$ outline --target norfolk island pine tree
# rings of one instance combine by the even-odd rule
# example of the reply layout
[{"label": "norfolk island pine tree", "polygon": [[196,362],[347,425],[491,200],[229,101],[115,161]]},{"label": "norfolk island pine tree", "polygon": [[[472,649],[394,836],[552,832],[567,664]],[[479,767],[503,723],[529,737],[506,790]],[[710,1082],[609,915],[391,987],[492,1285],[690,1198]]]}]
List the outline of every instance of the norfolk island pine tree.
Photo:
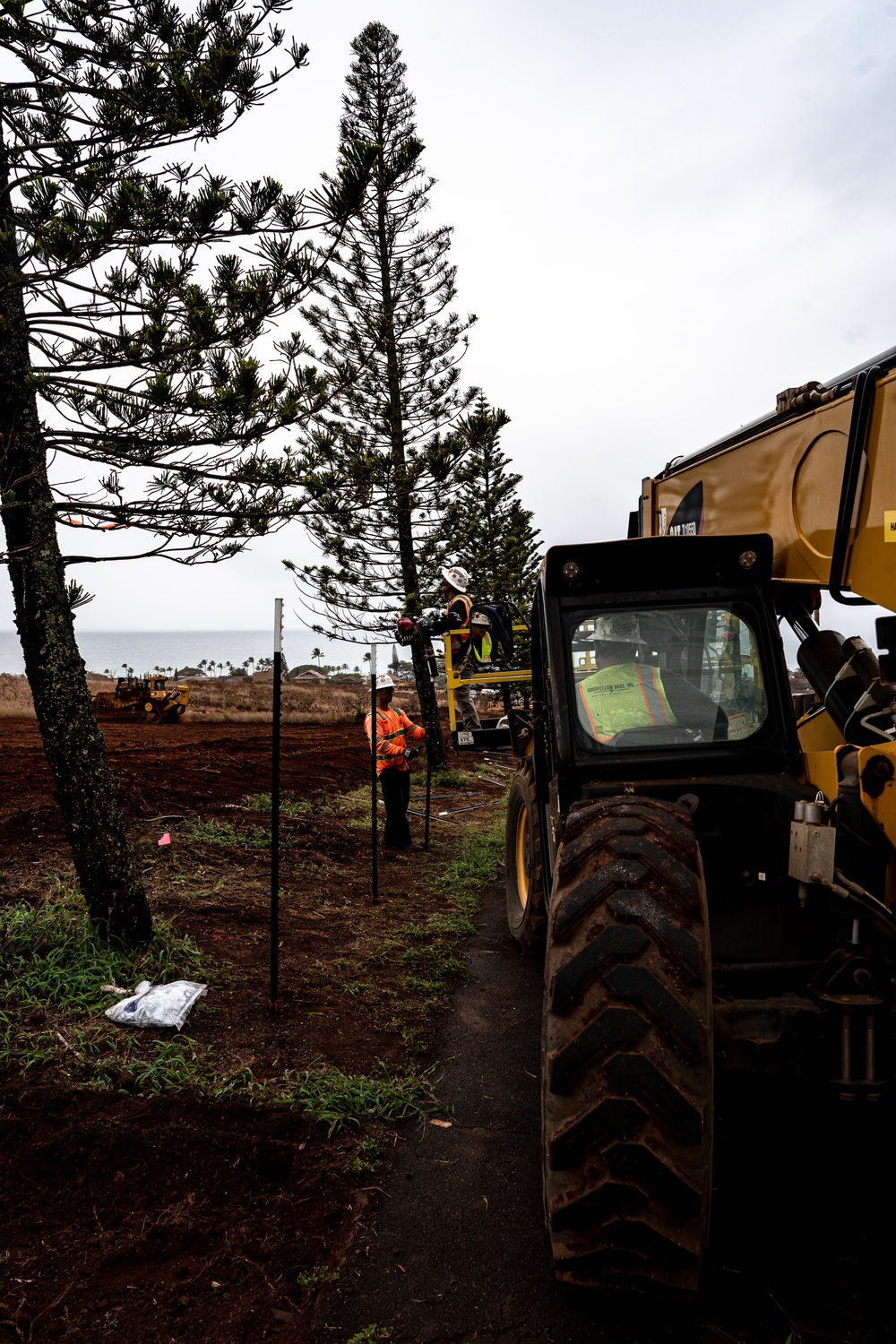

### Directions for this task
Copy all of the data above verbatim, leaving out the picture.

### Written answer
$ outline --target norfolk island pine tree
# rings of one instance combine by the even-odd rule
# example of the reply layout
[{"label": "norfolk island pine tree", "polygon": [[196,362],[347,425],[491,200],[229,101],[115,161]]},{"label": "norfolk island pine tree", "polygon": [[[472,649],[394,836],[552,832],[567,664]],[[479,767],[503,723],[529,737],[506,790]],[[710,1082],[609,915],[391,987],[492,1285],[690,1198]]]}]
List the outline of every instance of the norfolk island pine tree.
Photo:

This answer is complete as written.